===== Document segment

Monday, 24 November 2008

belonging, believing, behaving

Believing, belonging, behaving …. not surprisingly this three way conundrum arose again on our Leaders Day with Stuart. Stuart seems to have done more thinking about the relationship between these three than most people, but I guess most folk hadn’t read ‘Church after Christendom’ which gives a fair few variations on the inter-play between these. I always find discussion around these fascinating, but invariably find two things are missing:

Firstly, most of us approach them as if we can find a one-answer-fits-all’ scenario. This doesn’t works out in practice, so why do we keep trying to find a solution, which will only ever apply to a particular number? The conversation often splits people into a ‘if they belong before they believe, we’ll water down the truth’ camp versus the ‘if we insist they behave before they belong we’ll remain aloof and distant’ camp. Most existing Churches seem to be incapable of finding an approach everyone can agree on, but we’re content to write off newer experiments as caricatures, one way or the other.

Secondly, we seem to insist on applying something I thought grew up to explain something missiologically, as if it can explain our ecclesiology. Now, I believe in the flow in terms of Christology needs to shape missiology needs to shape ecclesiology, but a wooden application strikes me as rather odd - when we start using descriptions of how people find faith to shape how people might be best helped live by the same faith. Surely (!?), unless we distinguish between ‘without faith’ and ‘with faith’ we shall always remain confused. My awareness (which may, not for the first time be wrong and I’d be glad if anyone can inform me otherwise) is that the phrase ‘believing without belonging’ was first coined by Grace Davie in her book ‘Religion in Britain since 1945’ (1994), which I came across when researching why people leave our Christian Ministry. This was a description of what was becoming a larger slice of institutional UK Christianity. The post-modern conversation then introduced us to the growing awareness of ‘belonging before believing’ as an increasingly common pathway into Christian community. Both are descriptions, but neither necessarily desired ends.

If we’re planting something new – let’s call it a Church – it seems reasonable to ask what we’d like to see it grow into. Whatever shape, style, pattern etc. I believe we need to aim for all three – disciples of Jesus who belong, behave and believe accordingly. That is not to suggest everyone will do so on day 1, or even year 3, but if these are not built into the DNA, they wont be re-produced later without a struggle.  This, I guess, is why I’d favour church membership which is value based (I’m committed to following Jesus in this direction even though I mess up sometimes) over one which is time based (I once made a decision in time, so no one dare ask me how I’m doing now) – forgive another caricature please!  

3 comments:

Simon Woodman said...
This comment has been removed by the author.
Simon Woodman said...

I've often come back to pondering something Mark G once said, which was that church membership might be based around the old Baptist covenant to seek God in 'ways known and to be known'. In this way, all the rules become secondary to the core basis of belonging. I recognise that it raises all sorts of practical questions about voting rights at church meetings etc, but I still think it has much to commend it!

Unknown said...

Cheers Simon - I agree there's something in this. The absence of clarity around both 'what values' and 'how do we hold ourselves accountable to them' in the majority of our churches is what makes the practicalities seemingly unworkable for many.

==========

**Requirement:**
Copy out everything from "I've often come" down to "unworkable for many." in the post on belonging, believing and behaving. The lines after this have nothing to do with the post.

===== Recorded data

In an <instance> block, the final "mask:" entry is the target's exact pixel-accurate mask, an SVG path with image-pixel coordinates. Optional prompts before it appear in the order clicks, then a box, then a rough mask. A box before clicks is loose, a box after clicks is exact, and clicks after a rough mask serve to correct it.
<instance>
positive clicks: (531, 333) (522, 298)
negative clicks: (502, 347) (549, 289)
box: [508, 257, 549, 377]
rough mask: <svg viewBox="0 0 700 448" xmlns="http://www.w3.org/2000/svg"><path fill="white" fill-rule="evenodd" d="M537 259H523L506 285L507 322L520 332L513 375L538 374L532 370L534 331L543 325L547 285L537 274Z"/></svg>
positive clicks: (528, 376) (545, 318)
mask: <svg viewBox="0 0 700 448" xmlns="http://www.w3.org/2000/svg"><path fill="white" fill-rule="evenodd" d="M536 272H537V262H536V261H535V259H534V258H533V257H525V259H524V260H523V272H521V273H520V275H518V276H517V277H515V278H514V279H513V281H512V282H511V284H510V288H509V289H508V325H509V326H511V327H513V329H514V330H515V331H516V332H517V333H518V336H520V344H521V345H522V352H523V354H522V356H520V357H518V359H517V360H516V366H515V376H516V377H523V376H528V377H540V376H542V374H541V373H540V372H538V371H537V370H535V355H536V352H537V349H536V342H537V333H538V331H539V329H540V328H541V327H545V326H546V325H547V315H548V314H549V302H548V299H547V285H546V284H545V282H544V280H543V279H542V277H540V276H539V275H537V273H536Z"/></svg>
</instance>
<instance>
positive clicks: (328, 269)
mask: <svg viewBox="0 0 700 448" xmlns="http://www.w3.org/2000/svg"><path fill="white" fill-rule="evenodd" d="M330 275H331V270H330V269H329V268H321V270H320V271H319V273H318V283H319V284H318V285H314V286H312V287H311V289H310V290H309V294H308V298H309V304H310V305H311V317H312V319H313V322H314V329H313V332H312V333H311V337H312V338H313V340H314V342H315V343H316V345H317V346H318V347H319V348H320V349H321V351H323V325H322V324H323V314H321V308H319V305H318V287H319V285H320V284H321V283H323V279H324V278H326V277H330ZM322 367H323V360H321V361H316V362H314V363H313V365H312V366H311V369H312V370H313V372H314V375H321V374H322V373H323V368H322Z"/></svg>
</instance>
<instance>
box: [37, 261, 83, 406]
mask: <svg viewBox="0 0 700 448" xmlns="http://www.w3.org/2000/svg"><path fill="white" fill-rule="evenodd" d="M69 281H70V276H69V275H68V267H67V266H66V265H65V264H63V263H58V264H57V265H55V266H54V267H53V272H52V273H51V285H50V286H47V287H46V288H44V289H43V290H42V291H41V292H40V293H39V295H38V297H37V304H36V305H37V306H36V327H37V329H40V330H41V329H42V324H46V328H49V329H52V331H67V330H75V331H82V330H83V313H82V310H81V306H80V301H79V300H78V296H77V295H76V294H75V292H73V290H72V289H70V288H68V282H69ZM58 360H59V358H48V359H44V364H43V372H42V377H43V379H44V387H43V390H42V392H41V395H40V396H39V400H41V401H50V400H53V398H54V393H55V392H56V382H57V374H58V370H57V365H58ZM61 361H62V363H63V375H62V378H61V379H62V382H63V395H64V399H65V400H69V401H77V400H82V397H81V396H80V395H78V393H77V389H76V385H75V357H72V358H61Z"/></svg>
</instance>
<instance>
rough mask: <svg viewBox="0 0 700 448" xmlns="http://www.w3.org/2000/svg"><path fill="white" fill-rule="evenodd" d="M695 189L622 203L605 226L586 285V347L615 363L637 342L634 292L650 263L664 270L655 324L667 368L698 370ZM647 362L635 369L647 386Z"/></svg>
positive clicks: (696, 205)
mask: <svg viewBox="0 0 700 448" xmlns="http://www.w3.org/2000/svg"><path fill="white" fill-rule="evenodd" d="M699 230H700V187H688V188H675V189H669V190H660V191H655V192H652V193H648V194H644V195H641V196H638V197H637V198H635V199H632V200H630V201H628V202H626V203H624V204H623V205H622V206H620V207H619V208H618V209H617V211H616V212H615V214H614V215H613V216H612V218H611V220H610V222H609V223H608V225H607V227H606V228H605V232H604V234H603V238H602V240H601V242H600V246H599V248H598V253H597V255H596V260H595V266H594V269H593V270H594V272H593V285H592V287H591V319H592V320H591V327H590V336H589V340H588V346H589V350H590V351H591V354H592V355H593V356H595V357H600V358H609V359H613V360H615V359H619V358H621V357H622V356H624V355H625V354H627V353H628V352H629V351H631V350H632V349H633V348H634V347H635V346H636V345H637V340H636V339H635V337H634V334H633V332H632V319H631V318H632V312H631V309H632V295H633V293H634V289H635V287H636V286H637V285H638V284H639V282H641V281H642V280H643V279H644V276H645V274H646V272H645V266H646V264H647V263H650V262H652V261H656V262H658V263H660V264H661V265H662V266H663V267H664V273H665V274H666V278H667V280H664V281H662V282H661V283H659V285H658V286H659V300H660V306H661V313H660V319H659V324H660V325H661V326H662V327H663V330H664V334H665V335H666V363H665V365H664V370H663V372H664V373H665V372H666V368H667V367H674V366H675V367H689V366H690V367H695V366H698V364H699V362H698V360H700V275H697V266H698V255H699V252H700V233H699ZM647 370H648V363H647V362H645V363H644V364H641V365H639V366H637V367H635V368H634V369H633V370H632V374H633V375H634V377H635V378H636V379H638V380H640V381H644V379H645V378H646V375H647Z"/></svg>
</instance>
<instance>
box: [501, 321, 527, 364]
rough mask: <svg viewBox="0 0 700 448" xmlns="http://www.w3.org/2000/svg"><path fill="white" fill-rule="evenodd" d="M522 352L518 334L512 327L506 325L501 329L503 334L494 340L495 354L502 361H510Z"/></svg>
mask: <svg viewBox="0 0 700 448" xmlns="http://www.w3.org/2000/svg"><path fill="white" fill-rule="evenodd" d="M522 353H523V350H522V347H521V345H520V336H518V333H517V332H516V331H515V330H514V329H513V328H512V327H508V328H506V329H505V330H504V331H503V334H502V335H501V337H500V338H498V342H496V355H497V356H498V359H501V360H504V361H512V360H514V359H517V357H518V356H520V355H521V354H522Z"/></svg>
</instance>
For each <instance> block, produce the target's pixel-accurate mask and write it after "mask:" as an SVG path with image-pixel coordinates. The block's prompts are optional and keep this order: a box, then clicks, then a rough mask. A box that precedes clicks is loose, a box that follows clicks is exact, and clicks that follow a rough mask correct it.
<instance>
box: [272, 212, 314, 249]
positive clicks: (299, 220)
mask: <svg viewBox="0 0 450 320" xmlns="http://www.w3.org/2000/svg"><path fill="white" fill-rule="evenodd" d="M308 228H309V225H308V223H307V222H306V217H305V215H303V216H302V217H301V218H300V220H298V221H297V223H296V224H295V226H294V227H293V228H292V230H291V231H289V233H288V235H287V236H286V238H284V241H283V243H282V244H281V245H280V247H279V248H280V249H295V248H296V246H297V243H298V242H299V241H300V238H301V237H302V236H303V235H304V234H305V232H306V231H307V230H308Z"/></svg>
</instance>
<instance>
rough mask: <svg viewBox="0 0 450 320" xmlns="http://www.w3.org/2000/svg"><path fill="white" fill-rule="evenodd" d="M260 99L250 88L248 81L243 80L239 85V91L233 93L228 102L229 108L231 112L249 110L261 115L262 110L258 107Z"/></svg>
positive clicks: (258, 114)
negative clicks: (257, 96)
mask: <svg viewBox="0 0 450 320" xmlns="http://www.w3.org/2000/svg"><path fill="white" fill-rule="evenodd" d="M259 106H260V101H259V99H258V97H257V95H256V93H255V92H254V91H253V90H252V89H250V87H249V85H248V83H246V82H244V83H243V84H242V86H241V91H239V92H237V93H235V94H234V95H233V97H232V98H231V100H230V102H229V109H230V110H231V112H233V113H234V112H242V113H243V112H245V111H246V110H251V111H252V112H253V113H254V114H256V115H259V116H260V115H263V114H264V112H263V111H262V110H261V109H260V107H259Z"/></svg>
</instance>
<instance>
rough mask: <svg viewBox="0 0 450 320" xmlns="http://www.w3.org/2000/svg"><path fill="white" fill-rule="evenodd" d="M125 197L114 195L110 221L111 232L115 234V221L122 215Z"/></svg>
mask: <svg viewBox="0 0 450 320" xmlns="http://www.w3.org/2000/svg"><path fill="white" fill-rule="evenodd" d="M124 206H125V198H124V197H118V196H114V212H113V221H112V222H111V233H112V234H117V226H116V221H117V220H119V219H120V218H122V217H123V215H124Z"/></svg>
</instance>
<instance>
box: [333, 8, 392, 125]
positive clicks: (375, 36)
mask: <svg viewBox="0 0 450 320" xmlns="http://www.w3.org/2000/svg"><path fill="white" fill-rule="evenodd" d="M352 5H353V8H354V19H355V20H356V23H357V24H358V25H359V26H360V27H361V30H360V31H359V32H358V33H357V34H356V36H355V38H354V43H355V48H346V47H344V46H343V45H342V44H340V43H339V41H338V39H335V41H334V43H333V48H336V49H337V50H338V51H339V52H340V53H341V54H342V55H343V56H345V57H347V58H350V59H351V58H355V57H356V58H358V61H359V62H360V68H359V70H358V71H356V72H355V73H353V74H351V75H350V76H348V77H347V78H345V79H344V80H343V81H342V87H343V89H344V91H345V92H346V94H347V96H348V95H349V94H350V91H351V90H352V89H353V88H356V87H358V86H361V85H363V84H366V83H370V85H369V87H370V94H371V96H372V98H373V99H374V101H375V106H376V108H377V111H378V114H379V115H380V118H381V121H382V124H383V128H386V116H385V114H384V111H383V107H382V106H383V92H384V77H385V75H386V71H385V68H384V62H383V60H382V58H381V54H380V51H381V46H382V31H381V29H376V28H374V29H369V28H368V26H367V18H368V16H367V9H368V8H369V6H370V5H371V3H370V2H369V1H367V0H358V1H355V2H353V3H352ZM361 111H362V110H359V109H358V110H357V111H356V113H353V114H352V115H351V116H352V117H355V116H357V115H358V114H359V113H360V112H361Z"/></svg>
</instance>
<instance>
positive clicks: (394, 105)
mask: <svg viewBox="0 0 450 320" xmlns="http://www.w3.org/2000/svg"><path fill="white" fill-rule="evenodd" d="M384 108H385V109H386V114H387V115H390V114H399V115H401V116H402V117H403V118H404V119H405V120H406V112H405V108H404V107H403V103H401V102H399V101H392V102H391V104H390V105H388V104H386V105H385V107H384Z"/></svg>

==========

**Solution:**
I've often come back to pondering something Mark G once said, which was that church membership might be based around the old Baptist covenant to seek God in 'ways known and to be known'. In this way, all the rules become secondary to the core basis of belonging. I recognise that it raises all sorts of practical questions about voting rights at church meetings etc, but I still think it has much to commend it!

Unknown said...

Cheers Simon - I agree there's something in this. The absence of clarity around both 'what values' and 'how do we hold ourselves accountable to them' in the majority of our churches is what makes the practicalities seemingly unworkable for many.